Directions for this task >>
Set the data down again, word for word, as it appears below.

Given information >>
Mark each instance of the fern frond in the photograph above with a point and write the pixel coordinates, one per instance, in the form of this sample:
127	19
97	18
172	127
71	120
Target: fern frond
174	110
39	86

Output for this exercise >>
Mark each instance of the fern frond in the photograph above with a point and write the pixel coordinates, one per instance, in the form of this sample:
127	19
97	18
172	127
71	120
Target: fern frond
174	110
39	86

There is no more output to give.